Selected extract
Help! I’m in a Sexless Marriage (Part Two)
In part one, I outlined some major reasons why your spouse may be avoiding sexual intimacy in your marriage. You might still feel the reason behind this distance remains a mystery. On one level, it’s important to lovingly seek to understand why your spouse refuses sexual intimacy because their reasons will influence how you respond. But even if your spouse can’t or is unwilling to articulate why, there is still a way forward in your marriage.
(This blog assumes the reason your spouse is sexually unavailable is not due to present sexual sin. The way forward in that situation is vastly different than what I outline below. You can find resources for responding to and battling sexual sin here.)
Pray for Your Marriage
God cares about the sexual health of your marriage—it’s part of his glorious design. But he doesn’t care about sex for its own sake. He cares about sex because it’s an important piece of your entire marriage. While it’s good to pray for the Lord’s blessing on your sexual intimacy with your spouse, it’s even better to pray for his blessing on your marriage holistically. God wants your marriage to display the “manifold wisdom of God. . . to the rulers and authorities in the heavenly places” (Eph. 3:10). Your marriage is designed to reveal the mystery of the gospel. Whenever you’re praying for your marriage to be strengthened, you’re praying according to God’s will.
A Good Marriage without Sex?
It’s not a foregone conclusion that if a couple is not regularly engaging in sexual activity, their marriage is struggling. If a spouse gets in a car accident and is paralyzed, sex is done. But that couple can still show sacrificial love, affection, affirmation, and unity in many other ways. The same is true for older couples. A couple’s sexual relationship has a life cycle to it, and while that cycle may look different for each couple, statistically the frequency of sex greatly decreases as couples reach their twilight years. This is simple biology, and it says nothing about the health of their marriage. Sex is a very important part of marriage, but the absence of it does not nullify the marriage.
Patiently Seek Conversations
Most couples struggle to talk about their sexual relationship. It feels awkward and intimidating. And if your spouse is avoiding sex altogether, they’ll probably avoid conversations about it as well. It requires great discernment and courage to engage your spouse. Hopefully you know your spouse well enough to understand what makes them feel comfortable and when they’re likely to be willing to have difficult conversations. But if your marriage is only sustained by avoiding conflict, you may need outside help from a marriage counselor to learn how to constructively have harder conversations. Good communication in your marriage is the foundation for building sexual intimacy. You can’t skip this step. There may be a lot of groundwork to be laid before any conversations about sex can happen.

Exercise A
Reproduce the passage of the sexless marriage article word for word, beginning at the words "In part one, I" and stopping after "forward in your marriage.".
Exercise B
In the sexless marriage article, what is named as the foundation for building sexual intimacy?

Provided records

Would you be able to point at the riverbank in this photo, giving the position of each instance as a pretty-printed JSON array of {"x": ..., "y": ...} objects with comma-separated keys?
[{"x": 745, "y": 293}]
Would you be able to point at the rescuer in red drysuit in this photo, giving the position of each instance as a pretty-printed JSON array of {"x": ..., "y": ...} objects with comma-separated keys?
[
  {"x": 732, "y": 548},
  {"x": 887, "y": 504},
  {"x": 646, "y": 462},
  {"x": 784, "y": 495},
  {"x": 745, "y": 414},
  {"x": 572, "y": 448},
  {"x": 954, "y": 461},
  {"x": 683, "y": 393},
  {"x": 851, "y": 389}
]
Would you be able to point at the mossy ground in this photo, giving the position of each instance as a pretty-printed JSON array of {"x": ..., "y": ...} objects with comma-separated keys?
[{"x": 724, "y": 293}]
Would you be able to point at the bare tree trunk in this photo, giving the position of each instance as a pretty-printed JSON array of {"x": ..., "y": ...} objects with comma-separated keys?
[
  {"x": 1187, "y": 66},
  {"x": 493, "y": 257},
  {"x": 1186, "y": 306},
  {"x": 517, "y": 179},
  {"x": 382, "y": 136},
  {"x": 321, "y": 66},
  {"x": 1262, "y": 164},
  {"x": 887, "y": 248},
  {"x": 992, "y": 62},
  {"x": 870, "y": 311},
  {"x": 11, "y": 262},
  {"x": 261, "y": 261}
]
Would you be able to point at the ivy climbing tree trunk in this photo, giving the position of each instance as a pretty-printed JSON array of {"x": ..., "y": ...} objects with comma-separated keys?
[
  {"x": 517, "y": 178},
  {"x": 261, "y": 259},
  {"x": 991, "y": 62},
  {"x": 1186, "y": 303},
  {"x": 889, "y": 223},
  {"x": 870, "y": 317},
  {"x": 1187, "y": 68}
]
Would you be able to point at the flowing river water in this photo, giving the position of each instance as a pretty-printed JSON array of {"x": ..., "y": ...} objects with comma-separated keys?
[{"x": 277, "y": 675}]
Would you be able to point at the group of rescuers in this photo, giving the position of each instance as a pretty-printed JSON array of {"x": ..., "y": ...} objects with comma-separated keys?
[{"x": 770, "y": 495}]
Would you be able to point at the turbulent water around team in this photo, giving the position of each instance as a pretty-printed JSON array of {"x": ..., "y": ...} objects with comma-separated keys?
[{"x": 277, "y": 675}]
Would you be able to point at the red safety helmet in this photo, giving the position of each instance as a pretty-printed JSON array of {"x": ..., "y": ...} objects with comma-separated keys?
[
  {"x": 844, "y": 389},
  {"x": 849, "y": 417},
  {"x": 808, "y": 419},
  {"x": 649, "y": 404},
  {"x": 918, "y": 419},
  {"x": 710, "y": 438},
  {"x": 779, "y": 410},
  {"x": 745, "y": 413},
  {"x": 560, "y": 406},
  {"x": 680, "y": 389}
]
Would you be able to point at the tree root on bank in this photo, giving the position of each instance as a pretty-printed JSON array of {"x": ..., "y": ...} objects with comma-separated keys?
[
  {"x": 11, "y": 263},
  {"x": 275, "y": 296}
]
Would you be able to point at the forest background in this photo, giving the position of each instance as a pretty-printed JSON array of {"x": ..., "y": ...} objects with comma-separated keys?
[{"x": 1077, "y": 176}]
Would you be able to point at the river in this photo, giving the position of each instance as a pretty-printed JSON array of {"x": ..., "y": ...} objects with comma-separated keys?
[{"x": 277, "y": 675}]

Expected answer A
In part one, I outlined some major reasons why your spouse may be avoiding sexual intimacy in your marriage. You might still feel the reason behind this distance remains a mystery. On one level, it’s important to lovingly seek to understand why your spouse refuses sexual intimacy because their reasons will influence how you respond. But even if your spouse can’t or is unwilling to articulate why, there is still a way forward in your marriage.

Expected answer B
Good communication in the marriage.